● Stated exercise
Quote the listing below word for word, starting at the line containing "mark the mountain range -- a dot per instance" and ending at the last line of the listing.

● Record list

..............................

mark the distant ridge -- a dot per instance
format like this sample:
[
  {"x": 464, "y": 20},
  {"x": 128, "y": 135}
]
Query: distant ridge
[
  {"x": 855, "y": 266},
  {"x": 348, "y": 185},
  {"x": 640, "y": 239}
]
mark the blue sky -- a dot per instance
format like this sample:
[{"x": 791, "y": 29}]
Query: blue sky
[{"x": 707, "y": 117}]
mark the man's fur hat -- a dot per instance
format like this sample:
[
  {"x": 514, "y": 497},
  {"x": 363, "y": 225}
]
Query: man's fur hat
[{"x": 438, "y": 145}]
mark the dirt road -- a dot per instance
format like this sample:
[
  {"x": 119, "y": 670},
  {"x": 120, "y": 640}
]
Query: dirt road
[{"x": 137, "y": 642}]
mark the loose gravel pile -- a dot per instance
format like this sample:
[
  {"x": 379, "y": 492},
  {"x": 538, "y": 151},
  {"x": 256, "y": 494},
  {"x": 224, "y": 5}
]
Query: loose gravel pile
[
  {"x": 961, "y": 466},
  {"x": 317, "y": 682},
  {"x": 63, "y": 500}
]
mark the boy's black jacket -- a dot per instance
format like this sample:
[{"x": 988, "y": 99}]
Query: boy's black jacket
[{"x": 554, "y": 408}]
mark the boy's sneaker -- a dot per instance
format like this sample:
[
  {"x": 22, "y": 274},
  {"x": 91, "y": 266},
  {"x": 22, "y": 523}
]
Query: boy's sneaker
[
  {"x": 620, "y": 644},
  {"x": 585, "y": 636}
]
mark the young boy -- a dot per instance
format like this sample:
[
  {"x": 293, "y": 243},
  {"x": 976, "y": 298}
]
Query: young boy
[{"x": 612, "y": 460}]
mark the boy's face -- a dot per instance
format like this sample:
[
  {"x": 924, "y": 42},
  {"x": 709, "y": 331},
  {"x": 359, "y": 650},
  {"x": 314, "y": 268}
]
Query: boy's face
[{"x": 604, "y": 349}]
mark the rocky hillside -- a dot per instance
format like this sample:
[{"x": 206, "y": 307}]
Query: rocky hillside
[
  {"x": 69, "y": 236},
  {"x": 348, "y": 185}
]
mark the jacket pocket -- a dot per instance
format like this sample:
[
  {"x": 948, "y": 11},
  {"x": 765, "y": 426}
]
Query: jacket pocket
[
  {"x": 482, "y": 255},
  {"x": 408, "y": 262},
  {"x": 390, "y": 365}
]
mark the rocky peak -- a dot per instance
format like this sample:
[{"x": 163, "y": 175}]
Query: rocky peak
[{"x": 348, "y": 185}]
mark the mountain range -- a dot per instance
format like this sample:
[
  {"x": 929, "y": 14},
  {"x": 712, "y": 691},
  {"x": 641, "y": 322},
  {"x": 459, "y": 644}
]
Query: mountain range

..............................

● Answer to this exercise
mark the mountain range -- a dot per instance
format like this sample:
[
  {"x": 929, "y": 14},
  {"x": 712, "y": 691},
  {"x": 641, "y": 322},
  {"x": 459, "y": 644}
]
Query: mountain range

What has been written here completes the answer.